Source extract
::::::::::

On the last day of February, Senate Finance Committee Chair Chuck Grassley (R-IA) and the panel’s senior Democrat Ron Wyden (D-OR) released a bill (S. 617) to extend a few dozen tax breaks for varied interests, most of which expired at the end of 2017. These “temporary” carve-outs, known as “extenders,” have been re-authorized in one- and two-year spurts for more than decade, often together and without offset.
If that’s ringing a bell, it may be because we’ve written about them here, and here, and here, and here, etc… We’re nothing if not consistent. While the tax extender practice has always been bad policy, its perennial proponents have always insisted it was only necessary until general tax reform could be accomplished. Which makes the tax breaks’ last extension in the 2018 Bipartisan Budget Act, two months AFTER the biggest piece of tax law in a generation was enacted, especially galling. (It also tells you something about why the tax act wasn’t “tax reform.”) At the time, the extenders’ one-year, retroactive extension through the end of 2017 cost taxpayer $15.1 billion.

::::::::::

Point labeling dataset excerpts

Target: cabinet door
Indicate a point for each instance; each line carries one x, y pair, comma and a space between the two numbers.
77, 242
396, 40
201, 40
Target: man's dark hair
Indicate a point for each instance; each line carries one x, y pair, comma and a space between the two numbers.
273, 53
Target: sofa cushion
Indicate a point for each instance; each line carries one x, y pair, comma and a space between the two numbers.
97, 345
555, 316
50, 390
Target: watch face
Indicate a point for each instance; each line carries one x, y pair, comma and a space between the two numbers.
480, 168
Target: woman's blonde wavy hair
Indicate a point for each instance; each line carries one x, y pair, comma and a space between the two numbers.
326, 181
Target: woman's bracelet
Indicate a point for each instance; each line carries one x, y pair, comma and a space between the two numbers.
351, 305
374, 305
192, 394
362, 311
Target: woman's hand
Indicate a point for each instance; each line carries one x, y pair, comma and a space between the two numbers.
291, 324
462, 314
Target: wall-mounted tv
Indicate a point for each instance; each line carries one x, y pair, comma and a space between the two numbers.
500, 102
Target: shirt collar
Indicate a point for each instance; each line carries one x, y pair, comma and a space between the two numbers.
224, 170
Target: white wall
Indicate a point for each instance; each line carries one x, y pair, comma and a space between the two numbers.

::::::::::

Directions for this task
List every word or phrase that the tax extenders text above puts inside quotation marks.

The result
temporary
extenders
tax reform